■ OBJECTIVE
Rewrite the listing from the line with "trace the outline of every instance of the stone block" up to and including the line with "223 L 5 222", changing "stone block" to "concrete block" and keeping everything else the same. Return only those lines.

** Start SUPPLIED MATERIAL **

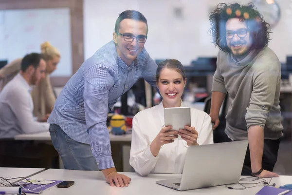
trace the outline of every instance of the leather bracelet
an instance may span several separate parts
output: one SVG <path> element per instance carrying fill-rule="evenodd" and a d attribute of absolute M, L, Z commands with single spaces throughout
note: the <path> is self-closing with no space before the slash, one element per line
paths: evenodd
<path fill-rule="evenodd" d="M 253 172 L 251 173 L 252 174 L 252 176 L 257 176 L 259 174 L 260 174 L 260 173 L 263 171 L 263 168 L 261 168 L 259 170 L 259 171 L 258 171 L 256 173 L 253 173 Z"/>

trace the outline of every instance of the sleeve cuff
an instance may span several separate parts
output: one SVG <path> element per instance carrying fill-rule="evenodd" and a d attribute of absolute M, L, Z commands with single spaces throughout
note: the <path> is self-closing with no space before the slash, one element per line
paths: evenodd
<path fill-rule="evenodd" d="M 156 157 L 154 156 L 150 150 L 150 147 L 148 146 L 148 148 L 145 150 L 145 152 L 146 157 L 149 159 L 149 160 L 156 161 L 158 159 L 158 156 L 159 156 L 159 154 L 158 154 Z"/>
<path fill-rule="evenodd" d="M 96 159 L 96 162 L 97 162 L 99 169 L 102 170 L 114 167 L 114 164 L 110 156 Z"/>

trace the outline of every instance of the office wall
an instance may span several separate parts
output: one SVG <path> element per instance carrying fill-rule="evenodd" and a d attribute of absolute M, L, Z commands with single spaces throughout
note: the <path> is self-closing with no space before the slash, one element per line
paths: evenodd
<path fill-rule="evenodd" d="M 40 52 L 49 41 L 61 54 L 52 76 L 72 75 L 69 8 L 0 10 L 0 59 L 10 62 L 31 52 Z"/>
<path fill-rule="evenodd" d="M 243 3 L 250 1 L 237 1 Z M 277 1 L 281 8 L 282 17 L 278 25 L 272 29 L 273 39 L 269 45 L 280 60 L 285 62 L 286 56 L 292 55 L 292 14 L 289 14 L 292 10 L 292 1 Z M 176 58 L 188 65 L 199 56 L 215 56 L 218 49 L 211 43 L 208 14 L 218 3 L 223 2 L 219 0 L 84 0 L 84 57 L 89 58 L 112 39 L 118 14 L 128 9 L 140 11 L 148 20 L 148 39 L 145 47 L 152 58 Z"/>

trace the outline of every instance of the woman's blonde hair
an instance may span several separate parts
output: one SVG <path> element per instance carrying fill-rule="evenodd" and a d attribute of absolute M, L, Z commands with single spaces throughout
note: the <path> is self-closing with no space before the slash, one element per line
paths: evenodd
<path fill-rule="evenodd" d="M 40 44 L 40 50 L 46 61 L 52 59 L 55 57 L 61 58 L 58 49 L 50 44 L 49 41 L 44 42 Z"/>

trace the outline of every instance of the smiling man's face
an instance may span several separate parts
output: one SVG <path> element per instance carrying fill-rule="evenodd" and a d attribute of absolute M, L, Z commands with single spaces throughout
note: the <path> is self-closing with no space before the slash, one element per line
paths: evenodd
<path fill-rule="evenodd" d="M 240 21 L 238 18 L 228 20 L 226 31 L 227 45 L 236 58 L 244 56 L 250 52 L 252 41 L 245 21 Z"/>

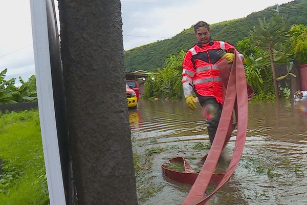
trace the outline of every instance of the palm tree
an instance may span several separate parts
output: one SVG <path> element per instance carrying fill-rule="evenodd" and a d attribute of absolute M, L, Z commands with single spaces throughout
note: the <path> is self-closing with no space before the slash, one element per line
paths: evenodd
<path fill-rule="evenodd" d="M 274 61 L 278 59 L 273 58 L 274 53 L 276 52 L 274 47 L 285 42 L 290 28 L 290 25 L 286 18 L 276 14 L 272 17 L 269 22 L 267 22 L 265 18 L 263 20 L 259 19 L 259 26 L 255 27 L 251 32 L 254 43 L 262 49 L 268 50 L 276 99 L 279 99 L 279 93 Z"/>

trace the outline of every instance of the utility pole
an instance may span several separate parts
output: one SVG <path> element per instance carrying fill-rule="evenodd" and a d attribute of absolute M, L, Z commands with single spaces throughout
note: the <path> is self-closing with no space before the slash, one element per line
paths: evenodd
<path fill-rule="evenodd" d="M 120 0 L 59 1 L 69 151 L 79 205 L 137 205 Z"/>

** End SUPPLIED MATERIAL **
** Start SUPPLIED MATERIAL **

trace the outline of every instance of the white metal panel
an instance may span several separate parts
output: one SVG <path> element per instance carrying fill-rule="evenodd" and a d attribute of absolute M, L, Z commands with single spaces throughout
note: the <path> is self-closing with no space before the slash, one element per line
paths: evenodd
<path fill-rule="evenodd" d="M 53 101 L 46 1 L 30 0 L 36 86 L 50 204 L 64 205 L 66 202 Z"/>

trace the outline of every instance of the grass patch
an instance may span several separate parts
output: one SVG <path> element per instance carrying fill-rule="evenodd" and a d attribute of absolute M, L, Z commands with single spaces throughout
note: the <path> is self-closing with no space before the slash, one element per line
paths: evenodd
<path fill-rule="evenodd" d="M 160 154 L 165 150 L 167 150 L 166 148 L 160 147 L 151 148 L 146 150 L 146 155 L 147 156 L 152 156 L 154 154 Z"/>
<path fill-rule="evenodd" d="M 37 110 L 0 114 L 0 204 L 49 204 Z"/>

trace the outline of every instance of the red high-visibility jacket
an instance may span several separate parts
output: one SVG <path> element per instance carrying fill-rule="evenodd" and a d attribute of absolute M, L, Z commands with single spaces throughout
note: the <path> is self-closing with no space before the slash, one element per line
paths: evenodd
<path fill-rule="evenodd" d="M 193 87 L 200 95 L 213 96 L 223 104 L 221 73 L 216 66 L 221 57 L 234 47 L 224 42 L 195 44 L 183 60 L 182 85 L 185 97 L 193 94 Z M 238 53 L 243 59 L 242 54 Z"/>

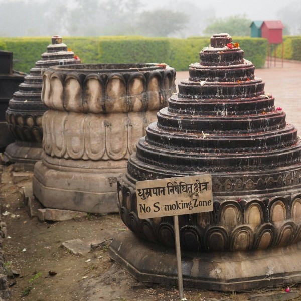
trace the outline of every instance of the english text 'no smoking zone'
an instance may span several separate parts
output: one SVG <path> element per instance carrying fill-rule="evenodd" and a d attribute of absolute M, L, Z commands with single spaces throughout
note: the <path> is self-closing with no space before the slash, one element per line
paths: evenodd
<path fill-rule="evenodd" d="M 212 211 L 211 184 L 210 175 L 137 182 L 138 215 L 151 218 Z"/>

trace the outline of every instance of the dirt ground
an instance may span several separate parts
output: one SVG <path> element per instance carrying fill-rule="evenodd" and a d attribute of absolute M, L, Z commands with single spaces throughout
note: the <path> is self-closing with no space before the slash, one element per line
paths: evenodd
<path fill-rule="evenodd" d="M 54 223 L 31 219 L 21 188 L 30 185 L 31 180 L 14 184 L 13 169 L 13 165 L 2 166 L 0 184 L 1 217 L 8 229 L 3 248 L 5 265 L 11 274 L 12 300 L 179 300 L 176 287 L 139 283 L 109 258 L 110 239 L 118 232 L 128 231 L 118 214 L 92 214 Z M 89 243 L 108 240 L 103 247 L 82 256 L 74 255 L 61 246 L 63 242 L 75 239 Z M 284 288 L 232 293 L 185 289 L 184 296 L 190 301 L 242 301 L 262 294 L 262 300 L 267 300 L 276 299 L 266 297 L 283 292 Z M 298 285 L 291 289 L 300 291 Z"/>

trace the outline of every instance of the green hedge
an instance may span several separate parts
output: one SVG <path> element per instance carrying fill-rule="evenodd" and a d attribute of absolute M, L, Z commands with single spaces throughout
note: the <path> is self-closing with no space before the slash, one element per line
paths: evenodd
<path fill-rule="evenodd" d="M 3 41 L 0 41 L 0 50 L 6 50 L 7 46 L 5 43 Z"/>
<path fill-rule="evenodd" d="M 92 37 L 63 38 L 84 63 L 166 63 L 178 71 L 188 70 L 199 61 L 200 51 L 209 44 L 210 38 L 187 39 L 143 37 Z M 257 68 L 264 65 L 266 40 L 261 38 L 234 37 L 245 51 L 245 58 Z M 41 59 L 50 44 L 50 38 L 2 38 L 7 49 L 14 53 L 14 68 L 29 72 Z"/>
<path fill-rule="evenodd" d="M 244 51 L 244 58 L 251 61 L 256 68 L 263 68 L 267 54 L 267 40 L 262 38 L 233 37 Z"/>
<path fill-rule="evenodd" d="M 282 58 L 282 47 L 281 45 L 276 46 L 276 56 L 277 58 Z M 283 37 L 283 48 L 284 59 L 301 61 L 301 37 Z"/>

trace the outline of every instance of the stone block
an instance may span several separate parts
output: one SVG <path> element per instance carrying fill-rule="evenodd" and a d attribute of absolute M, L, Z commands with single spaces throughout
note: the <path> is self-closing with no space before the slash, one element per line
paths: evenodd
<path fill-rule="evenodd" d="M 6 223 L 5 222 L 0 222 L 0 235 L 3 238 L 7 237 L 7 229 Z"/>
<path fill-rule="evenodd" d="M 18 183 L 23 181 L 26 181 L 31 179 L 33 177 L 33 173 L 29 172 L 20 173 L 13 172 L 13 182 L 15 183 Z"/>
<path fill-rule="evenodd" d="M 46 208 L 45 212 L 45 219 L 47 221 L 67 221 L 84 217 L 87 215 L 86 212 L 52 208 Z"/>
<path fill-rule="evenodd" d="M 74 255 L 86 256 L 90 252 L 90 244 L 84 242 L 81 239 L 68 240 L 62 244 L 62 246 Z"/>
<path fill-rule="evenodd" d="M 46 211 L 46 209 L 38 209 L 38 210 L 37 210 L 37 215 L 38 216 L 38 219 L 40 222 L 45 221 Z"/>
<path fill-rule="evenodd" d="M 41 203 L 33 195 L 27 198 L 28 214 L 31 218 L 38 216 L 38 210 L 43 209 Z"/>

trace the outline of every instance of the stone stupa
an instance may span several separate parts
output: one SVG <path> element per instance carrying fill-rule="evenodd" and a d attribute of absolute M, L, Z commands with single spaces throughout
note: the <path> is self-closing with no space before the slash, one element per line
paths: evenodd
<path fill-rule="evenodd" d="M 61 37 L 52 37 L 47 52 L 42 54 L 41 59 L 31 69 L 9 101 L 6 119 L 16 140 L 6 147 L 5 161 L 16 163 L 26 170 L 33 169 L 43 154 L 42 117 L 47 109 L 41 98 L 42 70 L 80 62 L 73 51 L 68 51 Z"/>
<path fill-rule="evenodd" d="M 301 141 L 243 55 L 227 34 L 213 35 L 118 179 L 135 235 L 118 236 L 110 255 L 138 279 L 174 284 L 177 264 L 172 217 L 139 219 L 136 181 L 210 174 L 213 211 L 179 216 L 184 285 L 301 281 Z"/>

** End SUPPLIED MATERIAL **

■ ANSWER TO THIS EXERCISE
trace the outline of every instance of the concrete block
an instance may span several separate parts
output: one SVG <path> element per instance carrying fill-rule="evenodd" and a d attribute of absolute M, L, Z commands with single spaces throughout
note: the <path> is self-closing with no space before the slash, one element per line
paths: evenodd
<path fill-rule="evenodd" d="M 6 223 L 5 222 L 0 222 L 0 235 L 3 238 L 7 237 L 7 229 Z"/>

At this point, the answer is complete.